** YOUR ASSIGNMENT **
Although the material holds pictures, none belong in the copy; transcribe exactly, and only, the lines from the one with "Objective — for the small dog's" through the end.

****************

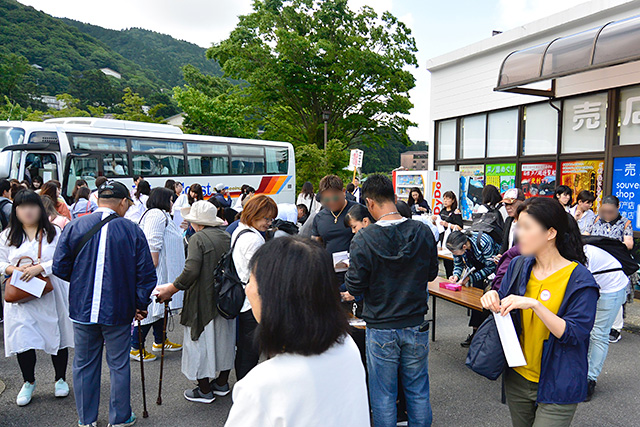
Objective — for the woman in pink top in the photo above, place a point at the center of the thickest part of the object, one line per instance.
(54, 216)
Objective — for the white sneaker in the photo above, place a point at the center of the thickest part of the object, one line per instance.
(62, 388)
(26, 393)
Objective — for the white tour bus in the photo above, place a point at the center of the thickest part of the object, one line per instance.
(68, 149)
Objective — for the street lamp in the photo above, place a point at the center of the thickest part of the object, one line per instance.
(325, 117)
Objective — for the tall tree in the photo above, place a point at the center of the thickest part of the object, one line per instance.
(301, 58)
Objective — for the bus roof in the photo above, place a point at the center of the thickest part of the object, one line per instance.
(76, 125)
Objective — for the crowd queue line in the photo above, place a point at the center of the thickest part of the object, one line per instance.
(391, 258)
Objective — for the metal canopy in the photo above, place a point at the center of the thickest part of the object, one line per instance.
(614, 43)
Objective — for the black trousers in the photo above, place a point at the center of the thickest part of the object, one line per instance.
(27, 362)
(248, 352)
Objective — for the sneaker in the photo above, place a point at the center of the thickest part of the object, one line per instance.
(591, 388)
(466, 343)
(26, 393)
(131, 421)
(196, 395)
(614, 336)
(146, 356)
(62, 388)
(220, 390)
(168, 346)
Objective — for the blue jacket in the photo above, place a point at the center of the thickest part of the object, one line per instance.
(564, 365)
(113, 274)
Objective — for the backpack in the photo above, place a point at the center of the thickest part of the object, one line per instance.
(228, 286)
(490, 222)
(616, 249)
(486, 355)
(3, 219)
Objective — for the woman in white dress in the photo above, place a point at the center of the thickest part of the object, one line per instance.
(42, 323)
(140, 197)
(167, 250)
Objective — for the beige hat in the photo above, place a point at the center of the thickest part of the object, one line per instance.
(202, 213)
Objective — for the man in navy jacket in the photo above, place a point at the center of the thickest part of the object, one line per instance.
(111, 280)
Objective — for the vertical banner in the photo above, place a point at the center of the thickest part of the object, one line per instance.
(538, 179)
(584, 175)
(503, 176)
(471, 185)
(626, 187)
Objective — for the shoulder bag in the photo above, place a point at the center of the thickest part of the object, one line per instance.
(16, 295)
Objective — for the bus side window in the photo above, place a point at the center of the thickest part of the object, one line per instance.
(44, 165)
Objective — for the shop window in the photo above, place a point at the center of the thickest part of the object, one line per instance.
(584, 123)
(503, 133)
(629, 121)
(447, 140)
(473, 136)
(540, 130)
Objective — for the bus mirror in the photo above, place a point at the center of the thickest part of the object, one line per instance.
(5, 164)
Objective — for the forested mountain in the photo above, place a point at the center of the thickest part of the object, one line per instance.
(63, 51)
(160, 53)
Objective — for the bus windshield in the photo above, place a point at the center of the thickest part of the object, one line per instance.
(11, 136)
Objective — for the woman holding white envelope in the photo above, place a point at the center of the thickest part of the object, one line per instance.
(42, 323)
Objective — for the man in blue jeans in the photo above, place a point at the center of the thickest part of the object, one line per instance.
(391, 264)
(107, 261)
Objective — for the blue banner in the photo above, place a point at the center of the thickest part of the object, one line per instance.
(626, 187)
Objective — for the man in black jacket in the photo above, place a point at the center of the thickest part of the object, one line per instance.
(391, 263)
(512, 198)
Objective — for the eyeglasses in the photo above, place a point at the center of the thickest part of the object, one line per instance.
(331, 199)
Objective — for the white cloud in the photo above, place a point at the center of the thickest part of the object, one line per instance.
(519, 12)
(200, 22)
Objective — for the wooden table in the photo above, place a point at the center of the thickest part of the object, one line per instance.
(467, 297)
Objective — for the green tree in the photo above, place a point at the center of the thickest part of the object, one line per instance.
(212, 106)
(132, 108)
(303, 57)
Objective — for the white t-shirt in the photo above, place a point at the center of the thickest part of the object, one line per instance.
(328, 389)
(600, 260)
(243, 251)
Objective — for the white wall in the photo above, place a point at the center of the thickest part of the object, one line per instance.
(462, 82)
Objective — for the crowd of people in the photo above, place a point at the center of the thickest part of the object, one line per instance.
(305, 270)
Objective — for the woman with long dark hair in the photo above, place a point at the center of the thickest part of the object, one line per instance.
(303, 331)
(307, 197)
(417, 203)
(140, 198)
(42, 323)
(52, 190)
(553, 301)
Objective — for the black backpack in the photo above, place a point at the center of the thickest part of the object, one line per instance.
(490, 222)
(616, 249)
(3, 219)
(229, 290)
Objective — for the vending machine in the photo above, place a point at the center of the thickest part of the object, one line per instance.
(433, 185)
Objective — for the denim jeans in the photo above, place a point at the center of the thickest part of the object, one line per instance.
(608, 307)
(393, 352)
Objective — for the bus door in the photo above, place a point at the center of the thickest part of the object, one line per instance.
(31, 160)
(80, 166)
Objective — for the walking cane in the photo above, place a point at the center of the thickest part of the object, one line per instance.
(164, 339)
(145, 414)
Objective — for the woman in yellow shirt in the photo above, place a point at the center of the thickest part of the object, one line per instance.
(553, 303)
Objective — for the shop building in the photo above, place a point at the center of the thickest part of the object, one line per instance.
(556, 101)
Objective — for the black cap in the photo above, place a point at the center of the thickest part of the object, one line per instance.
(113, 190)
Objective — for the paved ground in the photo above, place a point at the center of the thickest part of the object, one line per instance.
(459, 397)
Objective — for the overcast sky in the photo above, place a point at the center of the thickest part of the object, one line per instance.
(438, 26)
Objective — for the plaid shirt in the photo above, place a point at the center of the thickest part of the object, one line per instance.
(483, 253)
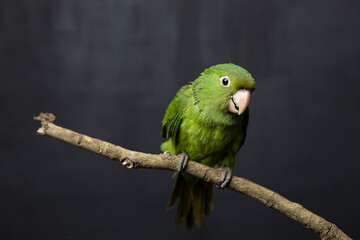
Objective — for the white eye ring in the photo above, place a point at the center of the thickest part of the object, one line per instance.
(225, 81)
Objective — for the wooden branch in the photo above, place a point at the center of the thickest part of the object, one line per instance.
(131, 159)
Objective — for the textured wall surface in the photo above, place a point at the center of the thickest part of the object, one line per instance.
(109, 68)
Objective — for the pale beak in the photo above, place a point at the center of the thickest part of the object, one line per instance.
(239, 101)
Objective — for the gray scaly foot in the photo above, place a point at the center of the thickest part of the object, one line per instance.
(226, 177)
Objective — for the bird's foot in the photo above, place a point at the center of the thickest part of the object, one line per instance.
(184, 159)
(226, 177)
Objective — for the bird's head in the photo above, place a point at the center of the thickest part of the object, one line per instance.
(222, 92)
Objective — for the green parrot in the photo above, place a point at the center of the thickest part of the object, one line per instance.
(206, 122)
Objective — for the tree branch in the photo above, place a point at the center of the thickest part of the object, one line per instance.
(131, 159)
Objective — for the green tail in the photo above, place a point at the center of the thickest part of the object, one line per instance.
(195, 200)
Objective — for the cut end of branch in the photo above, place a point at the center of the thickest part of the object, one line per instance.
(45, 119)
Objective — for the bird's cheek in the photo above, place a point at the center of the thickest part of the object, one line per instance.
(239, 101)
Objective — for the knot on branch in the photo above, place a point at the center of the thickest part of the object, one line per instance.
(127, 163)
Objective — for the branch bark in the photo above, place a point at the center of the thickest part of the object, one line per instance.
(132, 159)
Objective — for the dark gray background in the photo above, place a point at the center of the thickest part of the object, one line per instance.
(109, 68)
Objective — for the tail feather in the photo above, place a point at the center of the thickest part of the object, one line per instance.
(195, 200)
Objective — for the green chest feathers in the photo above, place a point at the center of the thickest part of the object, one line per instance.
(201, 141)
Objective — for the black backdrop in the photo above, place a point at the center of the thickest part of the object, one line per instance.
(109, 68)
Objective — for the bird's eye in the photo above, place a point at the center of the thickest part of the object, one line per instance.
(225, 81)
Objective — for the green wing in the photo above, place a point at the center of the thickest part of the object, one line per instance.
(174, 114)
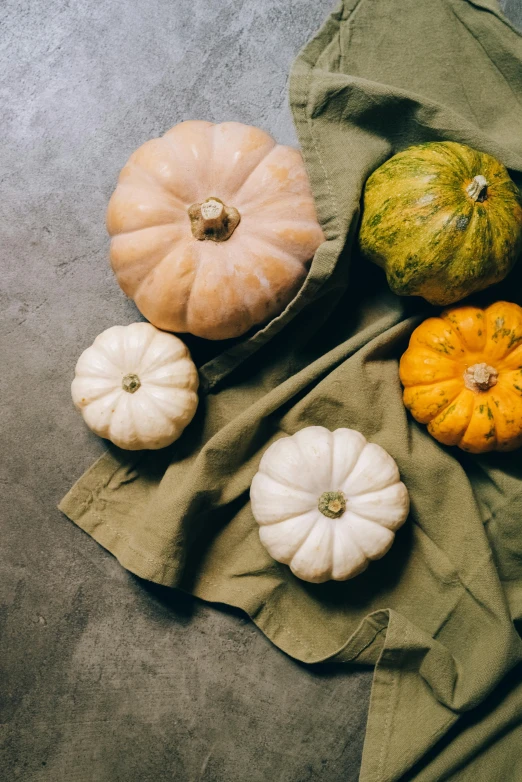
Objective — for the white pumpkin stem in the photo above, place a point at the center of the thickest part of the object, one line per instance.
(213, 220)
(478, 188)
(332, 504)
(131, 383)
(480, 377)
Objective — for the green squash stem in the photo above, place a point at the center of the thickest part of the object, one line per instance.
(478, 188)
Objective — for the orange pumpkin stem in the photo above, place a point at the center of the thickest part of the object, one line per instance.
(213, 220)
(480, 377)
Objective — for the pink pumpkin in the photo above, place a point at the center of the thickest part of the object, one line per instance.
(213, 228)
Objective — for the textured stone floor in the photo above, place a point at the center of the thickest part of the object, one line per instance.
(105, 678)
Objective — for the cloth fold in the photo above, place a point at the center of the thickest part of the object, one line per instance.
(438, 616)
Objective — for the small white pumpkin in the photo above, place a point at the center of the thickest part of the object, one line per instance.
(327, 502)
(136, 386)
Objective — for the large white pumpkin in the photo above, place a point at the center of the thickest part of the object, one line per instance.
(327, 502)
(136, 386)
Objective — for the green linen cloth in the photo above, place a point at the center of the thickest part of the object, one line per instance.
(437, 616)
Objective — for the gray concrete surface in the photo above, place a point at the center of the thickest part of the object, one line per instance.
(105, 678)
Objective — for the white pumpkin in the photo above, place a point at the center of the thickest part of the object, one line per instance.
(327, 502)
(136, 386)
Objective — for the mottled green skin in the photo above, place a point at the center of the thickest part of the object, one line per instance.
(428, 234)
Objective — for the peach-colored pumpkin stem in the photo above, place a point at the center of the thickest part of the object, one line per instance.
(213, 220)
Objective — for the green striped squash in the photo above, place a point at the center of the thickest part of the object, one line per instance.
(443, 220)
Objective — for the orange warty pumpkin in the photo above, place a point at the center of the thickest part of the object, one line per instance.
(462, 375)
(213, 228)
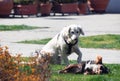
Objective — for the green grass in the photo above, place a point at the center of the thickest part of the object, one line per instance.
(108, 41)
(16, 27)
(114, 75)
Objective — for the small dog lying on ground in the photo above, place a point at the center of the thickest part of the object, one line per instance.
(88, 67)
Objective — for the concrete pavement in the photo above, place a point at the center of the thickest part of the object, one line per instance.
(91, 24)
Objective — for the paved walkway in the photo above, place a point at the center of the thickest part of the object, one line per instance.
(91, 24)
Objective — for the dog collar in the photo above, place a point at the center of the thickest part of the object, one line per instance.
(70, 45)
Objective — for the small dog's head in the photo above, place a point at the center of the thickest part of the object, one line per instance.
(72, 33)
(98, 60)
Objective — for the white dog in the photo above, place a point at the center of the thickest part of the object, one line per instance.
(64, 43)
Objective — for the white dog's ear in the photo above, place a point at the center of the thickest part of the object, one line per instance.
(81, 31)
(66, 31)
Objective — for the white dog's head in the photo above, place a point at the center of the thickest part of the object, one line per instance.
(71, 33)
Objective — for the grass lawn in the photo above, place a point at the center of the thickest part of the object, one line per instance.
(107, 41)
(16, 27)
(114, 75)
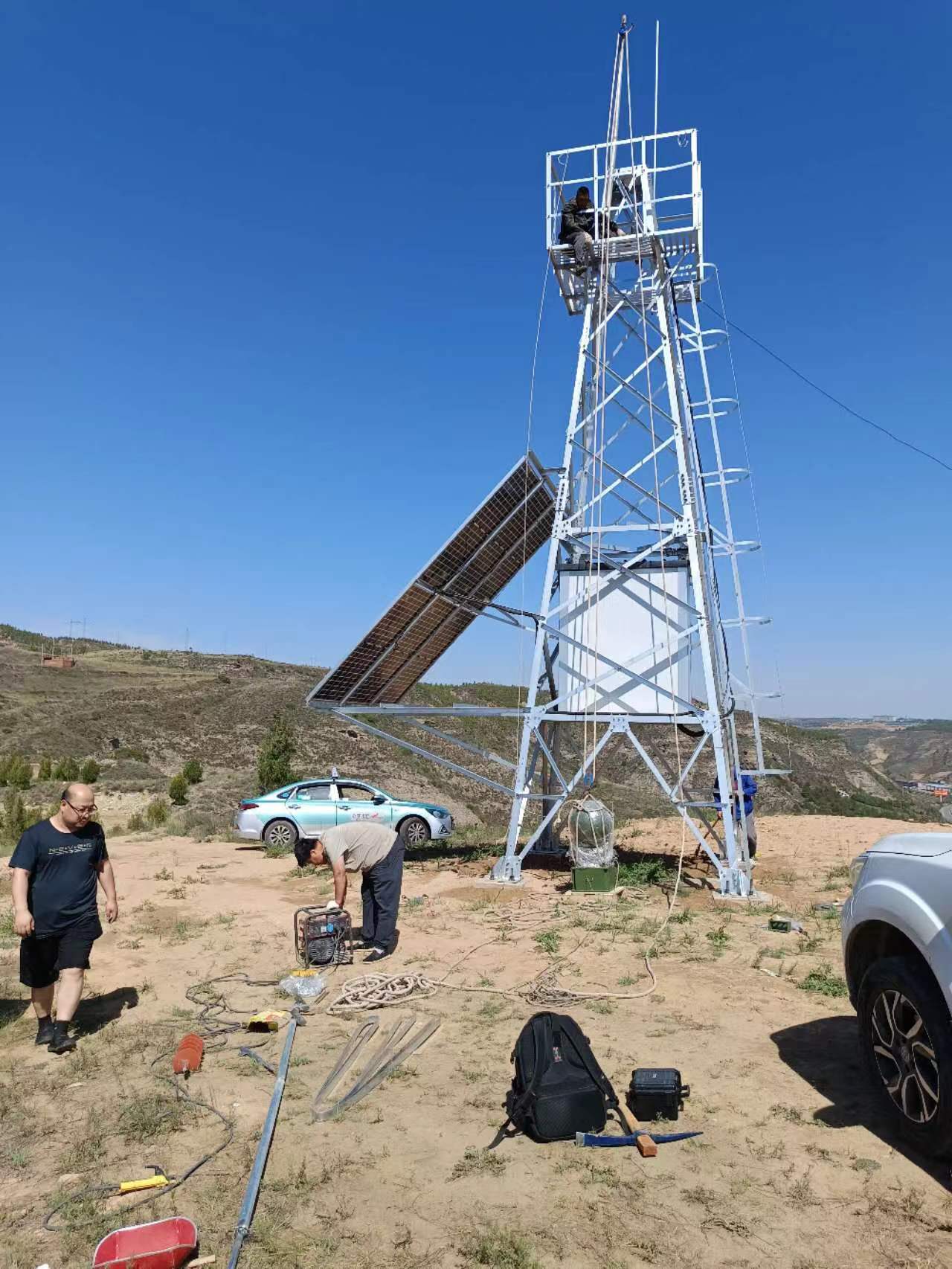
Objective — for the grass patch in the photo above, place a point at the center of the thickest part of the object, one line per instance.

****************

** TASK OUTPUT **
Objective — for the small dog's head in the photo above, place a point at the center of the thickest part of the object, one line per instance.
(72, 33)
(98, 60)
Objective — for the white dog in the photo above, place a point at the center of the thickest part of the object, one line per instance.
(64, 43)
Objective — for the white dog's ear in the photo above, place a point at the center of the thickest part of the object, one line per instance.
(81, 31)
(66, 31)
Objective — for the white dog's head in the photo above, place a point at the center of the thickest part of the object, one line per instance.
(71, 33)
Objective — for the grass lawn in the photo above, place a point at the center of the thickest part of the object, one line per instance.
(107, 41)
(16, 27)
(114, 75)
Objective — for the grass patch in the photo above, place a point at the center of the thickest part of the object, one line per instance.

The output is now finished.